* _PROBLEM_
Give back exactly the lines that run from the beginning of the entries to the line containing "In the photo below, where", both included, and nothing else.

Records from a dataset
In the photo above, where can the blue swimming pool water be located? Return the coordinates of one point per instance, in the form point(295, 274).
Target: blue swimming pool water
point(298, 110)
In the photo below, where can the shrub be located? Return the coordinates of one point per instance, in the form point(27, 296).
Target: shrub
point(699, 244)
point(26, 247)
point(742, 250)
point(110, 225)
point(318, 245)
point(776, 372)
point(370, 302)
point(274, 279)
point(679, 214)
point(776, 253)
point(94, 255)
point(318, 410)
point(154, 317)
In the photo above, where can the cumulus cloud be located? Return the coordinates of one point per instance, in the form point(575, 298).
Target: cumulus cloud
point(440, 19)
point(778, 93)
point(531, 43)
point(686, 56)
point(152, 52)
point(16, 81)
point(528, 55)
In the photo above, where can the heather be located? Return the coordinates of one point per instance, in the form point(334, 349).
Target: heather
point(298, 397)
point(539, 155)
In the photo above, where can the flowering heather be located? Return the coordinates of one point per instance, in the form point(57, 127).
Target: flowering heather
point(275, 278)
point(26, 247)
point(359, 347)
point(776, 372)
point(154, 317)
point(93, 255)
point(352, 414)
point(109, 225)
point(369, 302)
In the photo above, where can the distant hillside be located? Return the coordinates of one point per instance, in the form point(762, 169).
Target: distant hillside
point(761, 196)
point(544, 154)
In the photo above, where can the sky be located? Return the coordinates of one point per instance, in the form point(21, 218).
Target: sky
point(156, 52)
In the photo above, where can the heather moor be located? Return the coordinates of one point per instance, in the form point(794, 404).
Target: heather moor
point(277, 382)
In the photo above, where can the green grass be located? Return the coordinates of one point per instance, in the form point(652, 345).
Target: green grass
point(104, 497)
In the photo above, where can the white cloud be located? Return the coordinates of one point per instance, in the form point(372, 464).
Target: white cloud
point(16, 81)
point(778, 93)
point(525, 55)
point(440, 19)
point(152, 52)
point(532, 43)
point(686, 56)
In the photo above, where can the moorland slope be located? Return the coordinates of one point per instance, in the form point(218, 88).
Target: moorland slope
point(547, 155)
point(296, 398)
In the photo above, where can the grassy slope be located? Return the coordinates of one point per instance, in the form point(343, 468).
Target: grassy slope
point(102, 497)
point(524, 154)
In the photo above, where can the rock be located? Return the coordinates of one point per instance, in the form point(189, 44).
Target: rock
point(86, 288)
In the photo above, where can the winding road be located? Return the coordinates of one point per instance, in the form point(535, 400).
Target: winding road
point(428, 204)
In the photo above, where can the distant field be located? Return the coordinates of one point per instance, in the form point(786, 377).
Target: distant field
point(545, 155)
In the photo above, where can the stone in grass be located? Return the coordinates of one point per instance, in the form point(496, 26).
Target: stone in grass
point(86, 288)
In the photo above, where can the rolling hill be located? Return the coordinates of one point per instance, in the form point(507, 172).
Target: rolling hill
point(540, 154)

* _RESULT OF THE TASK_
In the photo above, where can the blue swimming pool water be located? Return the coordinates of one point per instance, in the form point(295, 274).
Target: blue swimming pool water
point(298, 110)
In the photo below, where can the shrub be located? Return the coordinates of one point per instance, in the form point(27, 296).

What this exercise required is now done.